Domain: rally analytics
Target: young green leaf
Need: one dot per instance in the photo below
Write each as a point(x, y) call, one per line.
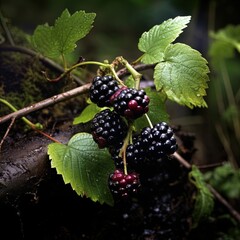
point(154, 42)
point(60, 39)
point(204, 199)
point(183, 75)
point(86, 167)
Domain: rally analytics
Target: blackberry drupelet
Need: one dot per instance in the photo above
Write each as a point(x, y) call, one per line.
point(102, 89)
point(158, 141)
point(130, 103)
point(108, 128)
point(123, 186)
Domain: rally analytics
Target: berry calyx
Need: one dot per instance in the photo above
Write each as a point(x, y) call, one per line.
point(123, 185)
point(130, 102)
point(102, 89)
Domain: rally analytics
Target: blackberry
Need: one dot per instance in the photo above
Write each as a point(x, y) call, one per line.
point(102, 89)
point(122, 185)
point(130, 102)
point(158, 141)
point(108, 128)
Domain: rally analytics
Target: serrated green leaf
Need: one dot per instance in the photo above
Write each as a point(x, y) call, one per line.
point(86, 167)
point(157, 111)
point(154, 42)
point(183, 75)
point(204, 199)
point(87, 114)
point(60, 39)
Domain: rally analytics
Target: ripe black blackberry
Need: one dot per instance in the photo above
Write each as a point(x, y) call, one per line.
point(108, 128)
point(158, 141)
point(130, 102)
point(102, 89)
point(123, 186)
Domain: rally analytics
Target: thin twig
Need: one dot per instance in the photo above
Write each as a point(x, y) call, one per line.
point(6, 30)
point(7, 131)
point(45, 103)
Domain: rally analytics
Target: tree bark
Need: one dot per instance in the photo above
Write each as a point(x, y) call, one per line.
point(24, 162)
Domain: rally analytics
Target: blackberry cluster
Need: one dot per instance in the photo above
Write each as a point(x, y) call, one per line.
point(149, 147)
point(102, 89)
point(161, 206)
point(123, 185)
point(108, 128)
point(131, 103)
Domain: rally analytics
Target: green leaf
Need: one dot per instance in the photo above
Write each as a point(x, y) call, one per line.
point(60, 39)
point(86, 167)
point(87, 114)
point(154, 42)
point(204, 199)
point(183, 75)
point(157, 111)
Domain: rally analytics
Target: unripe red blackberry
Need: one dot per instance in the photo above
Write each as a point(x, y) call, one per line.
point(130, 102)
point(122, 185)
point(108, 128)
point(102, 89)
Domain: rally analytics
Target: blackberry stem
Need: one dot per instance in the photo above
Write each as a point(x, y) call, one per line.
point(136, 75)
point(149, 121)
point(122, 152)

================

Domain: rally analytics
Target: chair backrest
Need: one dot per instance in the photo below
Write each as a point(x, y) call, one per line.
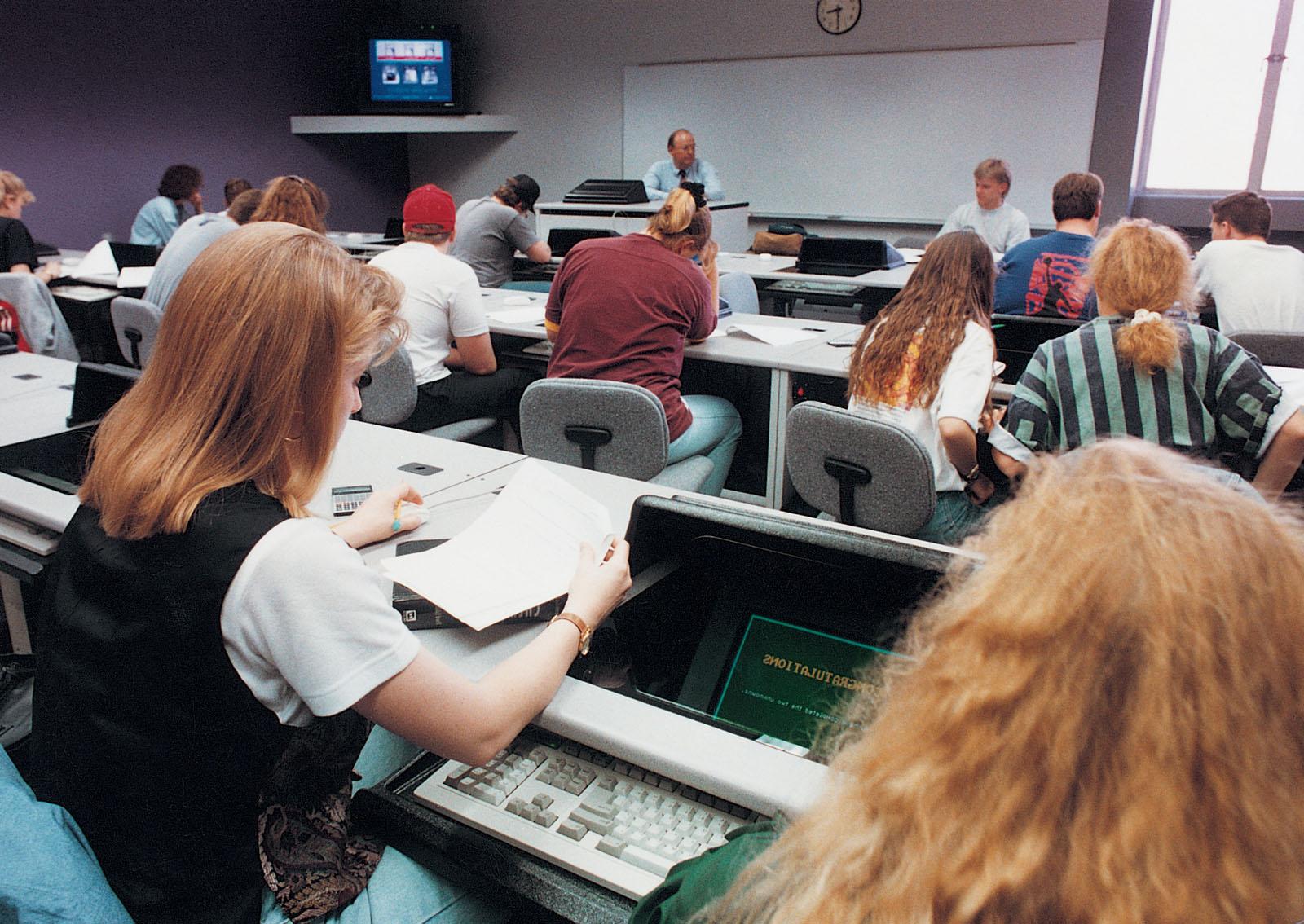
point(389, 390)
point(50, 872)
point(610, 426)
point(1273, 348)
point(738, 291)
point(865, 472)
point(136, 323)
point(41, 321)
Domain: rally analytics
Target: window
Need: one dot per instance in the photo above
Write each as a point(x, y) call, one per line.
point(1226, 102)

================

Instructions to follow: How many lines in the data above contain the word "blackberry"? Reply with only that figure.

Answer section: 6